PROBLEM TO WORK ON: Give back all the entries below. Omit none of them.

Source records:
++++++++++++++++++++
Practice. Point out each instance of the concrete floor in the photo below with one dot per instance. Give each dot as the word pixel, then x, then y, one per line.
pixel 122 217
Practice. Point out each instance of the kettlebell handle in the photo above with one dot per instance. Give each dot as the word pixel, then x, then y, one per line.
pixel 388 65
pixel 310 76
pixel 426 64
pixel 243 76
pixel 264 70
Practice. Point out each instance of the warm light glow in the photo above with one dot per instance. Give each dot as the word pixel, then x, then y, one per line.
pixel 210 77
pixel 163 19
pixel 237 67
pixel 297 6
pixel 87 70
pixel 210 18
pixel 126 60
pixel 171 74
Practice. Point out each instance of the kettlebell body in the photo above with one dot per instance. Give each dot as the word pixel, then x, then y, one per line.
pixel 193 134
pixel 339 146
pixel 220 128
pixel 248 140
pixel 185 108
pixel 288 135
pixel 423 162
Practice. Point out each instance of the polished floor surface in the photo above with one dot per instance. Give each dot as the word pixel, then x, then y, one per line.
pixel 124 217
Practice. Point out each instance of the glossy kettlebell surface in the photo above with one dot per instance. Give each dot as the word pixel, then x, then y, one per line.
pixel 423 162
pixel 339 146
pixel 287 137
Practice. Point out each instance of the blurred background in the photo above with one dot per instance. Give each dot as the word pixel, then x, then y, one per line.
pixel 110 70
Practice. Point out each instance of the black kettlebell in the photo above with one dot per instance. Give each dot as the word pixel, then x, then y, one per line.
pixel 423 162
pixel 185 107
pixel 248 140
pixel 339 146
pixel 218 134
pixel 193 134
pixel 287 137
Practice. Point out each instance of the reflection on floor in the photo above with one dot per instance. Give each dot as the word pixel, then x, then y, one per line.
++++++++++++++++++++
SOLUTION TO THIS PROBLEM:
Practice. Point out each instance of the concrete floor in the photo below with one dot per instance. Give each dot as the word pixel, then x, then y, one per line.
pixel 122 217
Practice. Point out each instance of the kettlebell handle in the photo above with one dot per instance. Give each dot as the word pixel, then x, then y, one per line.
pixel 388 65
pixel 310 76
pixel 426 64
pixel 243 76
pixel 264 70
Practice. Point out each instance of the warm light glow in the photo above with one dot per instance. Give each dot as the word pixel, then x, then y, one per line.
pixel 210 77
pixel 163 19
pixel 237 67
pixel 297 6
pixel 87 70
pixel 210 18
pixel 126 60
pixel 171 74
Practice. Point out each instance of the kettlebell body in the photo above with one dot per instance. Give each dot as the word pixel, then x, then y, one per line.
pixel 193 134
pixel 339 146
pixel 220 128
pixel 248 140
pixel 185 108
pixel 288 135
pixel 423 162
Practice. Point out each instance of the polished floor surface in the photo above with one dot per instance. Give each dot as the word pixel, then x, then y, one per line.
pixel 124 217
Practice. Point out each instance of the glossy kettlebell surface in the photo above with one dot per instance. Give each dot as the word pixel, then x, then y, one per line.
pixel 423 162
pixel 339 146
pixel 287 137
Practice. Point out each instance of the blurred background in the photo above with one dot per instance. Give each dot as the word pixel, then x, then y, one per line.
pixel 110 70
Practice. Point out each instance of the black kettlebell in the photo above with one dot per instance. Give each dot as the word pixel, then x, then y, one per line.
pixel 423 162
pixel 185 107
pixel 248 140
pixel 339 146
pixel 218 134
pixel 193 134
pixel 287 137
Practice. Point out each instance of the reflection on floor in the photo above with one dot per instance. Give each dot as the word pixel, then x, then y, one per line.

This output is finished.